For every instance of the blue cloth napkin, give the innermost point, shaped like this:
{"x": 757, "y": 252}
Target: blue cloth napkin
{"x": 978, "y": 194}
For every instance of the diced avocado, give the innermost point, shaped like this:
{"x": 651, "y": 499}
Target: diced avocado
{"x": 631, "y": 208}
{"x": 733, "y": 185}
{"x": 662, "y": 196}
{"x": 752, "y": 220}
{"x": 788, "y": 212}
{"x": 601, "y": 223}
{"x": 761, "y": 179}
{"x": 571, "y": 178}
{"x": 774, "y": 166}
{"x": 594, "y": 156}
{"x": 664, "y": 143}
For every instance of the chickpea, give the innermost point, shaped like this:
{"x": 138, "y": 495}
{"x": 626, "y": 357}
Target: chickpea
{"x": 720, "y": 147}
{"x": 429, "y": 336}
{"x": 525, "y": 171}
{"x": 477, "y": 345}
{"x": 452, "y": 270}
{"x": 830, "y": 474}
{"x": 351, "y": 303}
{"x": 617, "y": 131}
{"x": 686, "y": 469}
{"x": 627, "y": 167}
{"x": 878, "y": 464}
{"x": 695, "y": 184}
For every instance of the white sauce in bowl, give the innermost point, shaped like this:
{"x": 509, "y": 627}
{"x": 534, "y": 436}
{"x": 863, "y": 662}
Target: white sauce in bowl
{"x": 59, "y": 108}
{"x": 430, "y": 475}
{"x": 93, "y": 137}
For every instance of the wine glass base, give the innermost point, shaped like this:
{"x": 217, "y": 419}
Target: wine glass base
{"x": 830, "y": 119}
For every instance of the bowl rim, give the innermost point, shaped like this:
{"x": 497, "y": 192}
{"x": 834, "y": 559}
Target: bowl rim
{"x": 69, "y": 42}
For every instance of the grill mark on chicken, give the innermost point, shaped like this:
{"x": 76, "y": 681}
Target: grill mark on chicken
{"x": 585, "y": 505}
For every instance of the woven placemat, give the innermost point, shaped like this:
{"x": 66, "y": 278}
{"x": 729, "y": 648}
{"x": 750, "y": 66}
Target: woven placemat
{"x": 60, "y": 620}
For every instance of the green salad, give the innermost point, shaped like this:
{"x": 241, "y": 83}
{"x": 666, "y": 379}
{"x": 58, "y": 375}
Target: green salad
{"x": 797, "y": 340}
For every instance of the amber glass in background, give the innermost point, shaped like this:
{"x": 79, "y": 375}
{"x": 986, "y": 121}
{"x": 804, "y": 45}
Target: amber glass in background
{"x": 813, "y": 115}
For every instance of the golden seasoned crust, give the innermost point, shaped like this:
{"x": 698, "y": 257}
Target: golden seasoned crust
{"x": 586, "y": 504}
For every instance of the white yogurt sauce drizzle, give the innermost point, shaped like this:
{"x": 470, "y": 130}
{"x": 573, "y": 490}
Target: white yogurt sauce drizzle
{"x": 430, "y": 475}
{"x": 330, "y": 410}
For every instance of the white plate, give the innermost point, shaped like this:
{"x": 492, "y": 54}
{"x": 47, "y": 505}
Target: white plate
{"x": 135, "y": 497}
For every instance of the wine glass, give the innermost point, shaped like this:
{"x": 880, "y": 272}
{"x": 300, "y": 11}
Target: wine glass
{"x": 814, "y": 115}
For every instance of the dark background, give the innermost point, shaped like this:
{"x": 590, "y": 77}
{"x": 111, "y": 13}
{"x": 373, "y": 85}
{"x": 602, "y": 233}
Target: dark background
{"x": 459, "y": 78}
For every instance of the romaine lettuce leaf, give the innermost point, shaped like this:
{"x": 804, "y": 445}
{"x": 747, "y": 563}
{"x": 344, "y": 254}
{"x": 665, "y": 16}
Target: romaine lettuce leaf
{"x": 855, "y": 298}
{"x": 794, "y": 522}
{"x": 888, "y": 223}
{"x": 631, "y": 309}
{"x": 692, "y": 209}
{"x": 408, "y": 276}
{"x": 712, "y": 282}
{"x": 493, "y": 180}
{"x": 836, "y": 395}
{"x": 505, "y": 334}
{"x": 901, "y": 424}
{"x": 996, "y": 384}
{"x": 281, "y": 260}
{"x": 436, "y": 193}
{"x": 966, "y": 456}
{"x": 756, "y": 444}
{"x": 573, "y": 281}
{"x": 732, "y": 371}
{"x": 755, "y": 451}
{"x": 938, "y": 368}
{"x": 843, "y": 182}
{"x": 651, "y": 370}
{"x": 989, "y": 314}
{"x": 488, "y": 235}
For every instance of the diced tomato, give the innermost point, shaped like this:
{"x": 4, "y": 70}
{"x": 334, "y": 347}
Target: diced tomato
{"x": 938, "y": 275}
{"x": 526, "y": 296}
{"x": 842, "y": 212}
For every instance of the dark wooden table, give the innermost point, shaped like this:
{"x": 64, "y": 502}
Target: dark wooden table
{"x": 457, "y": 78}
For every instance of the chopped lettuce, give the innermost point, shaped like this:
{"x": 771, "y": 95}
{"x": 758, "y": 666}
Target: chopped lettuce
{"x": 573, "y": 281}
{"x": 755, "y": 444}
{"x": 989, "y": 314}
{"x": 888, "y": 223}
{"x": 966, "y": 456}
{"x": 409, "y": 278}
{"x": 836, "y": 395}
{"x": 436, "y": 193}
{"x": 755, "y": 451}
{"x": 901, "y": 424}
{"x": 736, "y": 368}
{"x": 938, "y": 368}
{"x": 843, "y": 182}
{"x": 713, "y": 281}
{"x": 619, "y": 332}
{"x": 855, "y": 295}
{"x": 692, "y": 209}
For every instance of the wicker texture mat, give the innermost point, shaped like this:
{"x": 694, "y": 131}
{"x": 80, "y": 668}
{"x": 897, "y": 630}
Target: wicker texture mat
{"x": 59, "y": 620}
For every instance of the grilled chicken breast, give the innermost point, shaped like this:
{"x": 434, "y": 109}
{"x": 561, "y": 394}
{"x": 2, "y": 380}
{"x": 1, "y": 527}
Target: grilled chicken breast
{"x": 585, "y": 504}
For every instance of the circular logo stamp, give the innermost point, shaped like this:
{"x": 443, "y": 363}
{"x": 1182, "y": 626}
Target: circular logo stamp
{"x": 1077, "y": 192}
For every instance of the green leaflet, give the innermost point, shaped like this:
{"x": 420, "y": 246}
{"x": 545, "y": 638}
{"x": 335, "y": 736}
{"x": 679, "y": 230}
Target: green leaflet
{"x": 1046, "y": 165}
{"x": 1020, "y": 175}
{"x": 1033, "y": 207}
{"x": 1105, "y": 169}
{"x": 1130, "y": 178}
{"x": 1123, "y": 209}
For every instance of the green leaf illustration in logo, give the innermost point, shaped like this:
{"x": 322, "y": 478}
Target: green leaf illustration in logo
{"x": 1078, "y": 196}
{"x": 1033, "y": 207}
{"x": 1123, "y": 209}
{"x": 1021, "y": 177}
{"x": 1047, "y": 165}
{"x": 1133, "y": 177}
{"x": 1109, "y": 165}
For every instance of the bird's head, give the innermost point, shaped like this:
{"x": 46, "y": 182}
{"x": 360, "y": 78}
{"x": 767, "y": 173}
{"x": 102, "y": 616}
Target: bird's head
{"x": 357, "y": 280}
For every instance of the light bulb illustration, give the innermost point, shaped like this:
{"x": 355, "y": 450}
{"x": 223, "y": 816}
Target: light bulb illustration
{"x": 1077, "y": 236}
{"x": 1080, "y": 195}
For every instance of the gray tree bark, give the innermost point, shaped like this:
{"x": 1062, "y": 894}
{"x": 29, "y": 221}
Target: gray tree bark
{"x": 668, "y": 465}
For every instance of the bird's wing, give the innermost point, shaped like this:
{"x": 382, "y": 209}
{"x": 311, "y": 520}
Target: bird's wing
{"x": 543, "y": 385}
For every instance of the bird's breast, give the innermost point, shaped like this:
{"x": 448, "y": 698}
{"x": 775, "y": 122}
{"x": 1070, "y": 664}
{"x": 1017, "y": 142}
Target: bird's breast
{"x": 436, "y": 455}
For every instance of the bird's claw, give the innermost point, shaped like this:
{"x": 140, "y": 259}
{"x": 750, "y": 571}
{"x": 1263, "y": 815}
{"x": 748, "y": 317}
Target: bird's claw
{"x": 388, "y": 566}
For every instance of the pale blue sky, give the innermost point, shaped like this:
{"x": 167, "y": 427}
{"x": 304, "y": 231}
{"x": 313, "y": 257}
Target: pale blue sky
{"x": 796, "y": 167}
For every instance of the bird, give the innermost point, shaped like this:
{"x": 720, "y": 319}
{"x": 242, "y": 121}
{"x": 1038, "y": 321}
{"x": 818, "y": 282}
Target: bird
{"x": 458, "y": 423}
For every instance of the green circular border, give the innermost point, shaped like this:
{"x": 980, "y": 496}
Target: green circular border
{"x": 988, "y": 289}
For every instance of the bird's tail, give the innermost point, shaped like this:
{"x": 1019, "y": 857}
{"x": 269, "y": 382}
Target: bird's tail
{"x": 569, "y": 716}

====================

Task brief:
Reproduce the data above word for word, from the line containing "For every instance of the bird's tail, give" through the end of the data, including both of those lines.

Reply:
For every instance of the bird's tail, give the innermost point, shaped like this:
{"x": 1019, "y": 857}
{"x": 269, "y": 382}
Target: bird's tail
{"x": 569, "y": 716}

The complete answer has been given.